### Goal
Give the material again in full, matching it exactly.
┌──
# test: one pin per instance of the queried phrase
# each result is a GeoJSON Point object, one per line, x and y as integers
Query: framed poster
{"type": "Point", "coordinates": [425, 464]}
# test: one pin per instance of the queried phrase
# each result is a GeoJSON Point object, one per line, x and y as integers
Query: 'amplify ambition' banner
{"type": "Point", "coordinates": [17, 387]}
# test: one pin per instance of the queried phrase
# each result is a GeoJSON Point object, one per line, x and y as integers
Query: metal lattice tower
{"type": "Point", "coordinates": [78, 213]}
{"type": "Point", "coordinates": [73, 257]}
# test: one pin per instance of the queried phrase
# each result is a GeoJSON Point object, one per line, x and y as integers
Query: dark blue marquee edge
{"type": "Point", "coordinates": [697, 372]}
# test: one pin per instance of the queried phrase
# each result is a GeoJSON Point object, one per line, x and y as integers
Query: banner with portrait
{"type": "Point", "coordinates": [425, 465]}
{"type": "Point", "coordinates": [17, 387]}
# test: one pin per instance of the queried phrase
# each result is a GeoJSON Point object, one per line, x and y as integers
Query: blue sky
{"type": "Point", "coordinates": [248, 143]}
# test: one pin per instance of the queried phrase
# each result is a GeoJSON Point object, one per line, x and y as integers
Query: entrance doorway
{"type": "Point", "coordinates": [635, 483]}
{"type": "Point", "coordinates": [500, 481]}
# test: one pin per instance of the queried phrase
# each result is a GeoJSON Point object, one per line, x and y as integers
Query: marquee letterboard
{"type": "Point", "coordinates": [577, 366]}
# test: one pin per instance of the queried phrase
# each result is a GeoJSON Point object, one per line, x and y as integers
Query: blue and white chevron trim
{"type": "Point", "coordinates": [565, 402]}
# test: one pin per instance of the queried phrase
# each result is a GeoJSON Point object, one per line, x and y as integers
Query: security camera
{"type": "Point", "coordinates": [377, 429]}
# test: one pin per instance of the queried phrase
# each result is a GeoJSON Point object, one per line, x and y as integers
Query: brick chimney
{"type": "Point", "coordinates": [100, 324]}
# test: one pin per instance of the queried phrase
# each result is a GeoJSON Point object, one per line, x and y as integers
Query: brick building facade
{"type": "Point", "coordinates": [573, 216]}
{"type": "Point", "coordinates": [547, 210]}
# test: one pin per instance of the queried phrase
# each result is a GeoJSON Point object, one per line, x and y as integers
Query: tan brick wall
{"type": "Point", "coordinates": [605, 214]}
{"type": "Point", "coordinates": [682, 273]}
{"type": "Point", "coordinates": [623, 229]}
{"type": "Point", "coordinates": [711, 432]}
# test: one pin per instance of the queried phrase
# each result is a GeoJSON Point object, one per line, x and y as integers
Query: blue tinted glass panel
└──
### Output below
# test: one pin per instance of the queried phrase
# each result is a GeoJSON Point object, one per line, x and y as integers
Query: framed poster
{"type": "Point", "coordinates": [425, 464]}
# test: one pin per instance of the queried phrase
# each result is a GeoJSON Point object, one per line, x and y as integers
Query: 'amplify ambition' banner
{"type": "Point", "coordinates": [17, 387]}
# test: one pin per instance of the queried phrase
# each result is a GeoJSON Point object, one per line, x and y as integers
Query: metal lattice tower
{"type": "Point", "coordinates": [78, 213]}
{"type": "Point", "coordinates": [73, 257]}
# test: one pin per instance of the queried phrase
# each result is a GeoJSON Point object, one per line, x and y as integers
Query: dark blue marquee edge
{"type": "Point", "coordinates": [697, 372]}
# test: one pin per instance of the queried phrase
# each result is a GeoJSON Point object, one per line, x and y as integers
Query: banner with portrait
{"type": "Point", "coordinates": [425, 465]}
{"type": "Point", "coordinates": [17, 387]}
# test: one pin per instance of the queried phrase
# each result is a GeoJSON Point object, one per line, x and y as integers
Query: blue sky
{"type": "Point", "coordinates": [248, 143]}
# test: one pin per instance of the queried phrase
# each result is a GeoJSON Point object, one per line, x and y as integers
Query: entrance doorway
{"type": "Point", "coordinates": [635, 483]}
{"type": "Point", "coordinates": [500, 481]}
# test: one pin per instance of the queried phrase
# each result is a GeoJSON Point object, one per line, x and y as integers
Query: marquee letterboard
{"type": "Point", "coordinates": [577, 366]}
# test: one pin per instance of the queried phrase
# each result is a GeoJSON Point object, one per line, x and y as integers
Query: blue and white chevron trim
{"type": "Point", "coordinates": [565, 402]}
# test: one pin per instance of the queried phrase
# each result is a GeoJSON Point object, one per line, x and y as integers
Query: security camera
{"type": "Point", "coordinates": [377, 429]}
# test: one pin per instance of the queried phrase
# each result is a GeoJSON Point object, one per line, x and y as integers
Query: brick chimney
{"type": "Point", "coordinates": [100, 324]}
# test: one pin per instance of the queried phrase
# each result is a GeoJSON Point object, one per line, x and y as integers
Query: brick building facade
{"type": "Point", "coordinates": [573, 216]}
{"type": "Point", "coordinates": [547, 210]}
# test: one pin per instance of the queried phrase
# each result is a GeoJSON Point object, one per line, x and y as integers
Query: tan brick wall
{"type": "Point", "coordinates": [605, 214]}
{"type": "Point", "coordinates": [682, 273]}
{"type": "Point", "coordinates": [623, 229]}
{"type": "Point", "coordinates": [711, 432]}
# test: one pin per instance of the queried phrase
# each result is a GeoJSON Point object, one per line, x and y as integers
Query: blue tinted glass panel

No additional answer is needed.